*** DATA PROVIDED ***
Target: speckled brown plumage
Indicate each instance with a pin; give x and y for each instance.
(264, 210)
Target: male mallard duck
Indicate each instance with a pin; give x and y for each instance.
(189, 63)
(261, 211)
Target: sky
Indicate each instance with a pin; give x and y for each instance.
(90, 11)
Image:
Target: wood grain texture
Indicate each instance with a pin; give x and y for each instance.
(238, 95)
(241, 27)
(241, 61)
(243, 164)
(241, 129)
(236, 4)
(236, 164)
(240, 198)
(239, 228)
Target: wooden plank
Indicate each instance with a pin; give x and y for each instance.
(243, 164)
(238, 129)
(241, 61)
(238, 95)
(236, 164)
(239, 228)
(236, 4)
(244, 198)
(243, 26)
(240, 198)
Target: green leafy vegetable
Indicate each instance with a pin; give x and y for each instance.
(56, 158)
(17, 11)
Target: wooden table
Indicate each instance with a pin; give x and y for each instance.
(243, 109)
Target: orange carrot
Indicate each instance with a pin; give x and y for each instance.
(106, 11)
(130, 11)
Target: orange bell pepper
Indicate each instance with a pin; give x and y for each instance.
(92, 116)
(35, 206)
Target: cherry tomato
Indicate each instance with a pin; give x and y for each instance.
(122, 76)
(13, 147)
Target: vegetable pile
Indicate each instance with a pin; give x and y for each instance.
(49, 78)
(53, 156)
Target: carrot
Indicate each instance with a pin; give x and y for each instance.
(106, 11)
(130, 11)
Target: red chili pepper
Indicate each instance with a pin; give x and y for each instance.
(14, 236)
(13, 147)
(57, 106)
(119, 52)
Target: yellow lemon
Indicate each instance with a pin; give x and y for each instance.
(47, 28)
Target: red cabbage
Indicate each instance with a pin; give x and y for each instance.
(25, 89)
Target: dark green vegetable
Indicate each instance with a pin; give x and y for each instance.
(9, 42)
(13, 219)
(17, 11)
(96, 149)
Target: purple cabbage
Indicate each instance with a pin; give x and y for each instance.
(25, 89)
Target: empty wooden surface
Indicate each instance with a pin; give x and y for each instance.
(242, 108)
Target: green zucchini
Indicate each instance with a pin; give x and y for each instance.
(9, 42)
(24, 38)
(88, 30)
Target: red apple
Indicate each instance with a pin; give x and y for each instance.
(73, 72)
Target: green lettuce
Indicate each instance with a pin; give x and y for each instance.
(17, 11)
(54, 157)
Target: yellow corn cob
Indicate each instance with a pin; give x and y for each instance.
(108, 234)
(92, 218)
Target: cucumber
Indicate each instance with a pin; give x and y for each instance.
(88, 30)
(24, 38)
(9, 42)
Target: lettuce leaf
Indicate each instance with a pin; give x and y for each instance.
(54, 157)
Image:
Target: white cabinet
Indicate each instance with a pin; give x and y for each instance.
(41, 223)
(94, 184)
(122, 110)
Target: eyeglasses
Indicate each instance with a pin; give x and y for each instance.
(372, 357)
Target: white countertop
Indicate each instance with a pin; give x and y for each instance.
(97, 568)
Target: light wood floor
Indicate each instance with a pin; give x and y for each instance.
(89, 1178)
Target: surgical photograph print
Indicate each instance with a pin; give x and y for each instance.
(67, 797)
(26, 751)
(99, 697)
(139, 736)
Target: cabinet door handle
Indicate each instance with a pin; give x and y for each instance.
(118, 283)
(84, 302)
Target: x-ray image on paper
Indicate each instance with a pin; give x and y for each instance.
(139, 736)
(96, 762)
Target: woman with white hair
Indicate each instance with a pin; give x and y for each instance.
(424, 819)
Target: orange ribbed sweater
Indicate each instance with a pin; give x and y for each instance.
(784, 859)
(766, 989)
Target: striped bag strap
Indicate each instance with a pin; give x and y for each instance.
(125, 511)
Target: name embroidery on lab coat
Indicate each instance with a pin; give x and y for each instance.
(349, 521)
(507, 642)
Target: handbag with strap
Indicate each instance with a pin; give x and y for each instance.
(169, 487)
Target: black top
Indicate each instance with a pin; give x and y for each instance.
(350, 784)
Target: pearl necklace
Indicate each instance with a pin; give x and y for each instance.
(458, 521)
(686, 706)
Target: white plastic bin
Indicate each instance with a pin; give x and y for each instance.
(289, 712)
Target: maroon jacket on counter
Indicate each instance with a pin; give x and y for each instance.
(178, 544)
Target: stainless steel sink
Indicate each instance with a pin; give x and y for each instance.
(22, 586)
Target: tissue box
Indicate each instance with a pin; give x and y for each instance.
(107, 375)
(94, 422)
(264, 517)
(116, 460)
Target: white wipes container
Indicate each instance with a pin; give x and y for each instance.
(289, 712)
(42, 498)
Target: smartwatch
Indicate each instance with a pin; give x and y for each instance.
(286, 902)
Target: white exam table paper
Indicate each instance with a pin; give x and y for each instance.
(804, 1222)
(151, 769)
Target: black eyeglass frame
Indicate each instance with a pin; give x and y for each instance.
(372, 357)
***
Every record above is to be restated exactly as it reads.

TASK OUTPUT:
Target: speckled brown plumage
Indicate each instance with a pin; give x and y for each instance.
(264, 210)
Target: male mallard duck
Indicate each instance with a pin; give x and y for each instance.
(189, 63)
(261, 211)
Target: sky
Indicate each instance with a pin; give x and y for each instance.
(90, 11)
Image:
Target: wood grain texture
Indicate each instance with a pin; give x and y for each instance.
(238, 95)
(241, 27)
(241, 61)
(243, 164)
(241, 129)
(236, 4)
(236, 164)
(240, 198)
(239, 228)
Target: wooden plank
Indicate each instance with a pin; give x and y for each instance.
(243, 164)
(238, 129)
(241, 61)
(238, 95)
(236, 164)
(239, 228)
(236, 4)
(244, 198)
(243, 26)
(240, 198)
Target: green leafy vegetable
Indicate each instance with a pin; give x and y for each instance.
(56, 158)
(17, 11)
Target: wooden table
Indicate each instance with a pin; give x and y for each instance.
(243, 109)
Target: orange carrot
Indicate each instance with a pin; give x and y for each instance.
(106, 11)
(130, 11)
Target: orange bell pepper
Indicate each instance with a pin; give x and y for each instance.
(92, 116)
(35, 206)
Target: cherry tomato
Indicate each instance with a pin; give x and y for each instance.
(122, 76)
(13, 147)
Target: vegetable pile
Indicate each instance with a pin; give x and y for each instance.
(49, 78)
(53, 156)
Target: carrot
Indicate each instance with a pin; give x and y for each instance.
(106, 11)
(130, 11)
Target: red chili pepper
Indicate each instance with a pin; give x and y for each instance.
(14, 236)
(13, 147)
(57, 106)
(119, 52)
Target: yellow lemon
Indicate each instance with a pin; give x and y for each instance.
(47, 28)
Target: red cabbage
Indicate each instance with a pin; give x and y for each instance.
(25, 89)
Target: dark green vegetable
Indicate each instance with a pin; give x and y for each instance.
(9, 42)
(13, 219)
(17, 11)
(96, 149)
Target: purple cabbage
Indicate each instance with a pin; give x and y for each instance.
(25, 89)
Target: empty wooden surface
Indicate each instance with a pin; give x and y for each instance.
(242, 108)
Target: green zucchini
Indicate each instance with a pin; give x and y for each instance.
(9, 42)
(24, 38)
(88, 30)
Target: red apple
Indicate each instance with a pin; give x and y for each instance.
(73, 72)
Target: green lettuce
Indicate each instance with a pin; give x and y for each instance.
(17, 11)
(54, 157)
Target: yellow corn cob
Indicate each instance with a pin; give x and y for each instance.
(108, 234)
(92, 218)
Target: cucumber
Indicate each instance with a pin; give x and y for each instance.
(88, 30)
(24, 38)
(9, 42)
Target: lettuce leaf
Indicate each instance with a pin; give x and y for each instance.
(54, 157)
Image:
Target: white cabinet
Indicate each instance with a pin; give x and y for each instance.
(41, 223)
(94, 184)
(122, 110)
Target: eyeglasses
Indicate each instance with a pin; give x and y for each instance.
(372, 357)
Target: white countertop
Indicate each instance with a pin; give x and y for each instance.
(97, 568)
Target: light wood floor
Indicate each instance with a pin; give x and y for each instance.
(89, 1178)
Target: surgical photograph print
Indicate each instance with a pin; give x and y for each instance.
(67, 797)
(26, 751)
(99, 697)
(139, 736)
Target: cabinet door handle
Indicate each instance with a pin; give x and y for each instance.
(118, 283)
(84, 302)
Target: x-ray image on paper
Indicate each instance with a pin; give x and y for each instance.
(139, 736)
(96, 762)
Target: woman with white hair
Indicate each instance with a pin; give x and y for each instance.
(424, 819)
Target: orange ribbed sweater
Indicate each instance with a pin; give x and y for each instance.
(784, 859)
(766, 989)
Target: striped bag strap
Indicate each instance with a pin; give x and y for each instance.
(125, 511)
Target: name embroidery on lab coat
Indicate each instance with a pin; give x and y for each instance.
(349, 521)
(507, 642)
Target: handbag with strap
Indicate each instance with a pin; give x and y for each instance.
(169, 487)
Target: black top
Indicate each instance with a pin; give x and y for each instance.
(350, 784)
Target: pearl necklace
Indicate each instance with a pin; give x and y for each instance.
(458, 521)
(686, 706)
Target: white plastic bin
Indicate each instance with a pin; give x and y for each instance.
(289, 712)
Target: maroon jacket on counter
Indicate each instance with a pin; give x and y for each instance.
(178, 544)
Target: stainless steel sink
Indicate each instance with a pin; give x and y for each instance.
(22, 586)
Target: tissue box
Indicate each instance with a pin; give x and y for each instance.
(107, 375)
(94, 422)
(264, 517)
(116, 460)
Target: white wipes container
Indicate each instance with a pin; give x and y for each instance.
(289, 712)
(42, 498)
Target: smartwatch
Indicate each instance with a pin; give x and y for each instance.
(286, 902)
Target: white exam table paper
Indicate each instance with a pin; give x and y for each instance.
(804, 1222)
(151, 769)
Target: black eyeglass frame
Indicate each instance with a pin; give x and y for each instance.
(372, 357)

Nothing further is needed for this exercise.